PAGE TEXT

==================================================

Additional information (depending on the issue)

OpenMPI version = 4.0.3 config.log

edofrederix avatar May 08 '20 17:05 edofrederix

@edofrederix which UCX version are you using? can you pls try with following patch + set UCX_UD_RX_INLINE=0?

diff --git a/src/uct/ib/ud/base/ud_iface.c b/src/uct/ib/ud/base/ud_iface.c
index e666b0b..126ed08 100644
--- a/src/uct/ib/ud/base/ud_iface.c
+++ b/src/uct/ib/ud/base/ud_iface.c
@@ -267,8 +267,7 @@ uct_ud_iface_create_qp(uct_ud_iface_t *self, const uct_ud_iface_config_t *config
     qp_init_attr.cap.max_recv_wr     = config->super.rx.queue_len;
     qp_init_attr.cap.max_send_sge    = 2;
     qp_init_attr.cap.max_recv_sge    = 1;
-    qp_init_attr.cap.max_inline_data = ucs_max(config->super.tx.min_inline,
-                                               UCT_UD_MIN_INLINE);
+    qp_init_attr.cap.max_inline_data = config->super.tx.min_inline;
 
     status = ops->create_qp(&self->super, &qp_init_attr, &self->qp);

yosefe avatar May 08 '20 17:05 yosefe

UCX-1.8.0, and I also tried with the latest master.

Thanks for the suggestion. I applied your patch. Doesn't change anything though, I get the same error.

Not sure how to set UCX_UD_RX_INLINE though -- cannot find any documentation about that variable. I did set UCT_UD_MIN_INLINE to zero , in src/uct/ib/ud/base/ud_def.h. Doesn't make a difference. Its only occurrence is in an assert anyway. Can you give a hint on how to set UCX_UD_RX_INLINE?

edofrederix avatar May 08 '20 19:05 edofrederix

Very similar error with UCX-1.4.0 btw:

[qelr_create_cq:258]create cq: failed with rc = 22
[1588966463.076804] [hostname:2107996:0]       ib_iface.c:472  UCX  ERROR ibv_create_cq(cqe=4096) failed: Invalid argument

edofrederix avatar May 08 '20 19:05 edofrederix

Not sure how to set UCX_UD_RX_INLINE though -- cannot find any documentation about that variable

Sorry, this is an environment variable. Need to set it to 0, along with applying the patch above

yosefe avatar May 08 '20 20:05 yosefe

Same thing

# printenv | grep UCX
UCX_ROOT=/software/ucx/1.8.0
UCX_DIR=/software/ucx/1.8.0
UCX_HOME=/software/ucx/1.8.0
UCX_UD_RX_INLINE=0

is my UCX-related environment. Still I get:

[qelr_create_qp:679]create qp: failed on ibv_cmd_create_qp with 22
[1588969380.594241] [hostname:17141:0]       ib_iface.c:623  UCX  ERROR iface=0x729c40: failed to create UD QP TX wr:256 sge:2 inl:64 RX wr:4096 sge:1 inl 0: Invalid argument

Btw, to make things more confusing: the error from 1.4.0 was actually on a different machine. It has the same hardware but some different configurations.. On the original machine with 1.4.0 when doing ucx_info -d I get:

[qelr_create_qp:679]create qp: failed on ibv_cmd_create_qp with 22
[1588969380.594241] [hostname:17141:0]       ib_iface.c:623  UCX  ERROR iface=0x729c40: failed to create UD QP TX wr:256 sge:2 inl:64 RX wr:4096 sge:1 inl 0: Invalid argument

edofrederix avatar May 08 '20 20:05 edofrederix

@edofrederix can you pls provide the output of ibv_devinfo -vv?

yosefe avatar May 09 '20 10:05 yosefe

hca_id: qedr0
        transport:                      InfiniBand (0)

==================================================

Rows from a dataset
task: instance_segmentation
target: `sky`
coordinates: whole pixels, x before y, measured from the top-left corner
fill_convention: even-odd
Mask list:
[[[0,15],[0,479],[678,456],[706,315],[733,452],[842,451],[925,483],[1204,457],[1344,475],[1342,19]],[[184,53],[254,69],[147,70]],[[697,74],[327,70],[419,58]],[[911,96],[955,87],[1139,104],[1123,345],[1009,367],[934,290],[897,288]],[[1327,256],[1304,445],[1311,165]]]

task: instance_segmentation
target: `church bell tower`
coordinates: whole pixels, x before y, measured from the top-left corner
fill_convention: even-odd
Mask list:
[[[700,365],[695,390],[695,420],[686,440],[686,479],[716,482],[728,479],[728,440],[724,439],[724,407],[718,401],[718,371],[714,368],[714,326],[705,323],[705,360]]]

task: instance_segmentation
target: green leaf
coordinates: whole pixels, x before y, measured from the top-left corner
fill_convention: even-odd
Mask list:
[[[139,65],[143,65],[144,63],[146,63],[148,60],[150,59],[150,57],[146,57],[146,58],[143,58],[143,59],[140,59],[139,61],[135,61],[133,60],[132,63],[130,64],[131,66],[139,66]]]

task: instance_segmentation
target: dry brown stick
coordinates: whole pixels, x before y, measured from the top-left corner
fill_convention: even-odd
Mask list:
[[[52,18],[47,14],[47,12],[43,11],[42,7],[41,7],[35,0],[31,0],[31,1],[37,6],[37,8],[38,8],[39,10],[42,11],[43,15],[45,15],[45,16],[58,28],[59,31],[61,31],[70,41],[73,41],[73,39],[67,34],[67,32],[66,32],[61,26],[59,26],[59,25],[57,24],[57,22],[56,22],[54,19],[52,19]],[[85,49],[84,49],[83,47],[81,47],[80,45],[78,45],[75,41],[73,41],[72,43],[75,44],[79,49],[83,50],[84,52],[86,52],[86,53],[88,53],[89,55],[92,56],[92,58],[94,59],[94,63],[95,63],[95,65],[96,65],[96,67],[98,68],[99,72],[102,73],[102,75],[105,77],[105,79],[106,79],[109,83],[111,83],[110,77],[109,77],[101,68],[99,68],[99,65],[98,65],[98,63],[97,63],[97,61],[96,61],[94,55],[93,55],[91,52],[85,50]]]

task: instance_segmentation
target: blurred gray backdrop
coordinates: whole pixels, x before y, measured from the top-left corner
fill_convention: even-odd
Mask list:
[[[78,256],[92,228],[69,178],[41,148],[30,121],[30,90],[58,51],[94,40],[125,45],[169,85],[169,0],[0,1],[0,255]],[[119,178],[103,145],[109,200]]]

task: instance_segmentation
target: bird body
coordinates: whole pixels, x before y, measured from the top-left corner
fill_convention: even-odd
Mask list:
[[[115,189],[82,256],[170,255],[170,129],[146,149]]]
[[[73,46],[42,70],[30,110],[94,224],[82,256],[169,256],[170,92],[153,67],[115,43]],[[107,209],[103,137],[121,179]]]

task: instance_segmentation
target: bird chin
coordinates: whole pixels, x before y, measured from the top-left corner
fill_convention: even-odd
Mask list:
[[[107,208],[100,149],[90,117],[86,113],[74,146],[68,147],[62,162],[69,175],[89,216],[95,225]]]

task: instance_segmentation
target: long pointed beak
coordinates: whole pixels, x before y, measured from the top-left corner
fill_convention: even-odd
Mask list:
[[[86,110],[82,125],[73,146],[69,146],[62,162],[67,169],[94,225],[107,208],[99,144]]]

==================================================

YOUR TASK
Duplicate the portion of the UCX error thread between "yosefe avatar May 08 '20 17:05" and "to set UCX_UD_RX_INLINE?", inclusive, keeping every character unchanged.

THE RESPONSE
yosefe avatar May 08 '20 17:05 yosefe

UCX-1.8.0, and I also tried with the latest master.

Thanks for the suggestion. I applied your patch. Doesn't change anything though, I get the same error.

Not sure how to set UCX_UD_RX_INLINE though -- cannot find any documentation about that variable. I did set UCT_UD_MIN_INLINE to zero , in src/uct/ib/ud/base/ud_def.h. Doesn't make a difference. Its only occurrence is in an assert anyway. Can you give a hint on how to set UCX_UD_RX_INLINE?